* _Collected data_:
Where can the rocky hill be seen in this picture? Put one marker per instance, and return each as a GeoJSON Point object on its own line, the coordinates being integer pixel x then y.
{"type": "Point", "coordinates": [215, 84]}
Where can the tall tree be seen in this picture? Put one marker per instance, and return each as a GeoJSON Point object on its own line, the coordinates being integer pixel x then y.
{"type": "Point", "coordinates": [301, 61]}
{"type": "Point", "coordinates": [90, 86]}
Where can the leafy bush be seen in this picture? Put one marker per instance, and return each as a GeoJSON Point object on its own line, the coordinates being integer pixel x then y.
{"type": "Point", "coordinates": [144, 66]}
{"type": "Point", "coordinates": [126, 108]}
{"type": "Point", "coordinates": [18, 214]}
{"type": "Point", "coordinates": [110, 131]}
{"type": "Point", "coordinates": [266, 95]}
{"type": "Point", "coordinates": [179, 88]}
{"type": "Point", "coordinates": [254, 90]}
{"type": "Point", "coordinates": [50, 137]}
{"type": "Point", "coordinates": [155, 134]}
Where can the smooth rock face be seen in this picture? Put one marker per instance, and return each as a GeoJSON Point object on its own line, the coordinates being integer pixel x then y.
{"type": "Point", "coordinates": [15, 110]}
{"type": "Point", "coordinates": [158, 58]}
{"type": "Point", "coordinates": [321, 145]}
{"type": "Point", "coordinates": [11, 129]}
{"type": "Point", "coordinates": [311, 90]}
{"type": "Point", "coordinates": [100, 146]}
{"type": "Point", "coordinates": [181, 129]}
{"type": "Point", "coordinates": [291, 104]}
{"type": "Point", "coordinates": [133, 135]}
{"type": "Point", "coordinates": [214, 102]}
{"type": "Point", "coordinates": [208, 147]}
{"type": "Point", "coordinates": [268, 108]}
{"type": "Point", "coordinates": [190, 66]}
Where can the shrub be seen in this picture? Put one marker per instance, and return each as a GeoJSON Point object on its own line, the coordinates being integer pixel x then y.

* _What you need to do_: Output each record precisely as given.

* _Result of the task_:
Where can the rocky hill be seen in this picture? Put one marker per instance, and return each as a GeoJSON Point object on its own line, the coordinates being integer pixel x then y.
{"type": "Point", "coordinates": [215, 84]}
Where can the tall tree be seen in this picture? Put one marker per instance, and return each as a GeoJSON Point object on its own line, the coordinates being integer pixel x then y.
{"type": "Point", "coordinates": [301, 61]}
{"type": "Point", "coordinates": [90, 86]}
Where can the leafy bush be seen in this picture? Put one marker per instance, and return each as a GeoJSON Point object on its own line, the coordinates being integer pixel x then y.
{"type": "Point", "coordinates": [144, 66]}
{"type": "Point", "coordinates": [126, 108]}
{"type": "Point", "coordinates": [18, 214]}
{"type": "Point", "coordinates": [110, 131]}
{"type": "Point", "coordinates": [266, 95]}
{"type": "Point", "coordinates": [179, 88]}
{"type": "Point", "coordinates": [254, 90]}
{"type": "Point", "coordinates": [50, 137]}
{"type": "Point", "coordinates": [155, 134]}
Where can the smooth rock face be seen in this picture? Put one marker per instance, and return each as a GeoJSON Point object on its own line, the coordinates being integer pixel x then y.
{"type": "Point", "coordinates": [15, 110]}
{"type": "Point", "coordinates": [158, 58]}
{"type": "Point", "coordinates": [321, 145]}
{"type": "Point", "coordinates": [11, 129]}
{"type": "Point", "coordinates": [311, 90]}
{"type": "Point", "coordinates": [100, 146]}
{"type": "Point", "coordinates": [181, 129]}
{"type": "Point", "coordinates": [291, 104]}
{"type": "Point", "coordinates": [133, 135]}
{"type": "Point", "coordinates": [214, 102]}
{"type": "Point", "coordinates": [208, 147]}
{"type": "Point", "coordinates": [268, 108]}
{"type": "Point", "coordinates": [190, 66]}
Where can the shrub be seen in this picture? Put one marker per instance, and return each as a GeoJSON Point object on its own line, the coordinates being integer pixel x then y.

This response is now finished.